Referring expression data
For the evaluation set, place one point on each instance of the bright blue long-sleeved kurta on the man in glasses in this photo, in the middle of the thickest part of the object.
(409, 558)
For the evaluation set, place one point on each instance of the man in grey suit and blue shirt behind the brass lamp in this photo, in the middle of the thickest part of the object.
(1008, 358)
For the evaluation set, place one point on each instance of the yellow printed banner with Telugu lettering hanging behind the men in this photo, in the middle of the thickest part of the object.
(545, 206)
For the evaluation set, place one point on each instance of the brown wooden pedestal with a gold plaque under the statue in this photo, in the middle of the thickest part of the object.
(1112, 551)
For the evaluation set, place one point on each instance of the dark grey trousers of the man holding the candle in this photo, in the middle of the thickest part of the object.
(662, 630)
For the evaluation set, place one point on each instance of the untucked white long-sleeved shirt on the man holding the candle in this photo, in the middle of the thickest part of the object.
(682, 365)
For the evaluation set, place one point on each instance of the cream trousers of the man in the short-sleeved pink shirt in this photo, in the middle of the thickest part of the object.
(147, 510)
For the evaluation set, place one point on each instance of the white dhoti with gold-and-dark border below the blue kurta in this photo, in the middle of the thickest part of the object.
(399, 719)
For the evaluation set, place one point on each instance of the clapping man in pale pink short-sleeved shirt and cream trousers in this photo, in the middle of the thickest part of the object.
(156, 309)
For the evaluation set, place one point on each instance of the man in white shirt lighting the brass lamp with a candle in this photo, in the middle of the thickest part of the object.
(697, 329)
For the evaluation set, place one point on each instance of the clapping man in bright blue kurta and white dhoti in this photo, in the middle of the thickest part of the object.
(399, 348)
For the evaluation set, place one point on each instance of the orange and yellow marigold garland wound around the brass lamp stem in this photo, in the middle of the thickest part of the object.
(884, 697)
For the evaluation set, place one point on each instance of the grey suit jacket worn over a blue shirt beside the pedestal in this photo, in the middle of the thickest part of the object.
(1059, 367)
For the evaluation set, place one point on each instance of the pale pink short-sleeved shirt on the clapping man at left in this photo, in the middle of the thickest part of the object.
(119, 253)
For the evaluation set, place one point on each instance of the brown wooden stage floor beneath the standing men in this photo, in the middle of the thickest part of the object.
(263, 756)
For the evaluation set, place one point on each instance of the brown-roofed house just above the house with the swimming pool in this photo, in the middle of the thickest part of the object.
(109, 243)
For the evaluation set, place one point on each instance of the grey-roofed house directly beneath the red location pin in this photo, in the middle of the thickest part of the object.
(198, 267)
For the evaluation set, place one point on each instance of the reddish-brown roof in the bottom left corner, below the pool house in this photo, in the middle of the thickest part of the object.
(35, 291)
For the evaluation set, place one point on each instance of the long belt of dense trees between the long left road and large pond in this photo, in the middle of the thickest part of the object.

Problem description: In the entries, find the line containing "of the reddish-brown" and output it and all remaining lines exactly.

Task solution:
For the evaluation set, place one point on each instance of the reddish-brown roof in the bottom left corner, below the pool house in this photo, in the middle of the thickest part of the object.
(35, 291)
For the evaluation set, place one point on each instance of the long belt of dense trees between the long left road and large pond in this photo, in the middle of the thickest part of the object.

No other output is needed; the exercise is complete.